=== Begin Enclosure ===

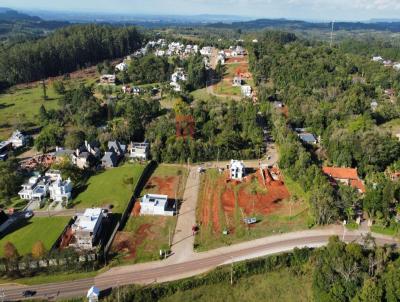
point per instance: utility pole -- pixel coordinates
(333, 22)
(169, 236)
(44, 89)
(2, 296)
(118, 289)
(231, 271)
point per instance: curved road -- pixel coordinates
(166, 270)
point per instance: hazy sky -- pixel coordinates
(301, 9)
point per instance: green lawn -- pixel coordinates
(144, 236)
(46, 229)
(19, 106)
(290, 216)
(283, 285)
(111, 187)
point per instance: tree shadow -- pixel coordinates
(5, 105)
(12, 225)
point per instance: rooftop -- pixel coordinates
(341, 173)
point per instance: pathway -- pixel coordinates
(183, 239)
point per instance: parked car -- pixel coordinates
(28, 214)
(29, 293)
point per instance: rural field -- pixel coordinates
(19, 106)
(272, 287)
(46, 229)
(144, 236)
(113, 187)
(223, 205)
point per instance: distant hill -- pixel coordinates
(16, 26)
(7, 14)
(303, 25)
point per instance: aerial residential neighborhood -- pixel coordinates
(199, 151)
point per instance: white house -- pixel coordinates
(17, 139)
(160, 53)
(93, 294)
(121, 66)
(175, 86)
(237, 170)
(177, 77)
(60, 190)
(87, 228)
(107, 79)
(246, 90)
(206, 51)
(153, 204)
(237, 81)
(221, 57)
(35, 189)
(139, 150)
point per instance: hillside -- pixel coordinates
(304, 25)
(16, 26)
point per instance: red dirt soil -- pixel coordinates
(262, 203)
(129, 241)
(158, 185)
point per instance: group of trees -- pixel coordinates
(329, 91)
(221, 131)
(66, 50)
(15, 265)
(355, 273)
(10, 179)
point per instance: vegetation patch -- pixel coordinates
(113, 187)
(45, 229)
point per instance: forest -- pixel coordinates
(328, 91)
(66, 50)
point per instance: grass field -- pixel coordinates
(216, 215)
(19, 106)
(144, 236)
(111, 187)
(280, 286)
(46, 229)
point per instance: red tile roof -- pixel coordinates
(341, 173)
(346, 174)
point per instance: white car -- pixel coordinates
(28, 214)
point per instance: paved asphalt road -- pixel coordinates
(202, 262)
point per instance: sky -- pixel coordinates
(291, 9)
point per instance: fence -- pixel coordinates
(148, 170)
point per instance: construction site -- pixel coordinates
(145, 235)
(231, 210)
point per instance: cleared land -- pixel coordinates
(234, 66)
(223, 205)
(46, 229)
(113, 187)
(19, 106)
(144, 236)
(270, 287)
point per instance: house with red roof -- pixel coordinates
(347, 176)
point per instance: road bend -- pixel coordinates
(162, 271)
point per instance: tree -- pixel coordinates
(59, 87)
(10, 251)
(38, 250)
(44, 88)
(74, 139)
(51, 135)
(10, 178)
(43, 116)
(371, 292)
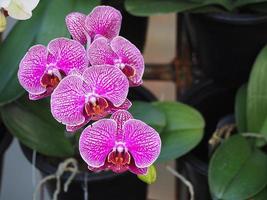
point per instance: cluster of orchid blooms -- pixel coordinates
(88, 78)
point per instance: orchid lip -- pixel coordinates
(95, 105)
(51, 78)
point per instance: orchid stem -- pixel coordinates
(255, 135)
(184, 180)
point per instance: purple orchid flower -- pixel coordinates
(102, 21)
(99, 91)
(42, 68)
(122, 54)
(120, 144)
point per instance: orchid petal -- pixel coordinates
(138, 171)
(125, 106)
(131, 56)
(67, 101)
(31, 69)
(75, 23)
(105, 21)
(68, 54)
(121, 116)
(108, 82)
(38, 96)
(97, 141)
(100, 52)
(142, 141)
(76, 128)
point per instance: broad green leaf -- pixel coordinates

=== End Enclosure ===
=== Begin Enclosure ===

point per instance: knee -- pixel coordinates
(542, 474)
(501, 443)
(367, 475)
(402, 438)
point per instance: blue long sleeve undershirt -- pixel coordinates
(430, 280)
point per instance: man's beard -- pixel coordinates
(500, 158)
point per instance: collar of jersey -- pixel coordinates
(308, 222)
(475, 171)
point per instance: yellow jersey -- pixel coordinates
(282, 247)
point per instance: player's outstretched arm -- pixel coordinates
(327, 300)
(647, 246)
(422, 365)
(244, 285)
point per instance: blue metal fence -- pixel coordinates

=== End Enclosure ===
=== Begin Enclosure ===

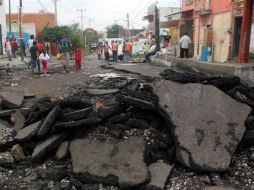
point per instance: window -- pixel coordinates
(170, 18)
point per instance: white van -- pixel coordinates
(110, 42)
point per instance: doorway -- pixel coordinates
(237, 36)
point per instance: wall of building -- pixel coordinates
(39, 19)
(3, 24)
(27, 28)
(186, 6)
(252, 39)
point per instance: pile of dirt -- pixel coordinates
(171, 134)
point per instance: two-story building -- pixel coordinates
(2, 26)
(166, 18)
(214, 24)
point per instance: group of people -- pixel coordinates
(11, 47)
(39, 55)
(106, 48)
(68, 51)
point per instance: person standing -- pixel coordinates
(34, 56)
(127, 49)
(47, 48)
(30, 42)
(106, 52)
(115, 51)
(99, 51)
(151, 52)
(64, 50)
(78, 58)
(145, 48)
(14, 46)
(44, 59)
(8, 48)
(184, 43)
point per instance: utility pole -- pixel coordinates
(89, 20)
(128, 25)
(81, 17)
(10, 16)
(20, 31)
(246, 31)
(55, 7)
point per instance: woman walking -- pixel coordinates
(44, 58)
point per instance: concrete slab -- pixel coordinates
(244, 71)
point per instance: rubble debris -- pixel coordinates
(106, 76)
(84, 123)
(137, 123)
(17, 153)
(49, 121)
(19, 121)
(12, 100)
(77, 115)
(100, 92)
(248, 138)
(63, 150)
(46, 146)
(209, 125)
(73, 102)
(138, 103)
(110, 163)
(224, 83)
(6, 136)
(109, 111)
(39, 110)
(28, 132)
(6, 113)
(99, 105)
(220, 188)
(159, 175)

=== End Enclosure ===

EXERCISE GOAL: Keep both end lines and retype everything in the records above from the line containing "point per instance: collar" through the line containing "point per instance: blue metal", exactly, with nothing else.

RESULT OF THE EXERCISE:
point per instance: collar of jersey -- pixel coordinates
(308, 222)
(475, 171)
point per instance: yellow jersey -- pixel coordinates
(282, 247)
point per instance: player's outstretched arm -- pixel coordinates
(327, 300)
(647, 246)
(422, 365)
(244, 285)
point per instance: blue metal fence -- pixel coordinates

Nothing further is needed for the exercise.